-- Record set follows --

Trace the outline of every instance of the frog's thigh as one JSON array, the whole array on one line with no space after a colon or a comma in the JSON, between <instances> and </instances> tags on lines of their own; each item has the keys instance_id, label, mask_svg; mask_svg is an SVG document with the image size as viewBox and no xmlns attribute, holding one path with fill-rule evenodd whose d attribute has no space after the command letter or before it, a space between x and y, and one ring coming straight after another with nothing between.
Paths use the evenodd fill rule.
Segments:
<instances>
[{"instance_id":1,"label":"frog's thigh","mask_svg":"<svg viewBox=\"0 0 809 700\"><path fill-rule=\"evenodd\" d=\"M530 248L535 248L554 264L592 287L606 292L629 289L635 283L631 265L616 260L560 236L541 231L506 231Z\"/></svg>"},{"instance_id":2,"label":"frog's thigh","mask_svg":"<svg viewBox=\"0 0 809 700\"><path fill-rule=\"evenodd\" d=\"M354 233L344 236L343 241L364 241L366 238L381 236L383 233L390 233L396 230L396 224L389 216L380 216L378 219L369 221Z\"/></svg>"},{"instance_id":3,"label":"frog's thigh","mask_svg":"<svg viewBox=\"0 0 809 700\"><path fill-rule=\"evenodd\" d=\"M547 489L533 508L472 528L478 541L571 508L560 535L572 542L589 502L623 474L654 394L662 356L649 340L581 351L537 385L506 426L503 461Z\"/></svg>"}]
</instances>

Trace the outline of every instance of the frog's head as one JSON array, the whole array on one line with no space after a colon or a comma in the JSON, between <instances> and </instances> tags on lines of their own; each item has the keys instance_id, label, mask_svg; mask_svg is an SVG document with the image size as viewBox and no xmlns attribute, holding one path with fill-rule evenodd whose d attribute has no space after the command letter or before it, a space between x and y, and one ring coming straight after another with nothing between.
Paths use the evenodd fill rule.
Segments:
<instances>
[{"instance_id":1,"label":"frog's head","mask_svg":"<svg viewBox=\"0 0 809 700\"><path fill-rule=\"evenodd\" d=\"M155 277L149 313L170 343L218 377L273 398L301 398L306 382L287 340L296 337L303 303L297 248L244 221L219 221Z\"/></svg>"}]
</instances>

-- Record set concluded --

The records above are to be restated word for word, in full.

Result for this task:
Trace the outline of every instance of the frog's thigh as one JSON array, the whole array on one line with no space after a colon or a comma in the JSON, between <instances> and </instances> tags on lines of their own; each item has the keys instance_id, label, mask_svg; mask_svg is an SVG document with the image size as viewBox and no xmlns attribute, holding one path with fill-rule evenodd whose d attribute has no space after the command letter or before it, a space between x and y, and one ring coming straight after another with nothing between.
Paths use the evenodd fill rule.
Segments:
<instances>
[{"instance_id":1,"label":"frog's thigh","mask_svg":"<svg viewBox=\"0 0 809 700\"><path fill-rule=\"evenodd\" d=\"M530 248L535 248L554 264L592 287L606 292L629 289L635 283L631 265L616 260L560 236L541 231L506 231Z\"/></svg>"},{"instance_id":2,"label":"frog's thigh","mask_svg":"<svg viewBox=\"0 0 809 700\"><path fill-rule=\"evenodd\" d=\"M354 233L344 236L343 241L364 241L366 238L381 236L383 233L390 233L396 230L396 224L389 216L380 216L378 219L369 221Z\"/></svg>"},{"instance_id":3,"label":"frog's thigh","mask_svg":"<svg viewBox=\"0 0 809 700\"><path fill-rule=\"evenodd\" d=\"M547 489L533 508L472 528L478 541L571 508L560 535L572 542L589 502L623 474L654 394L662 356L649 340L581 351L537 385L506 426L503 461Z\"/></svg>"}]
</instances>

Trace the outline of every instance of the frog's head as one JSON array, the whole array on one line with no space after a colon or a comma in the JSON, between <instances> and </instances> tags on lines of their own; each item has the keys instance_id, label, mask_svg; mask_svg is an SVG document with the image size as viewBox and no xmlns attribute, holding one path with fill-rule evenodd whose d attribute has no space after the command letter or before it, a space between x and y, and one ring coming straight after another with nothing between.
Paths use the evenodd fill rule.
Segments:
<instances>
[{"instance_id":1,"label":"frog's head","mask_svg":"<svg viewBox=\"0 0 809 700\"><path fill-rule=\"evenodd\" d=\"M155 277L149 313L170 343L218 377L273 398L301 398L306 382L287 340L296 337L303 303L297 248L244 221L219 221Z\"/></svg>"}]
</instances>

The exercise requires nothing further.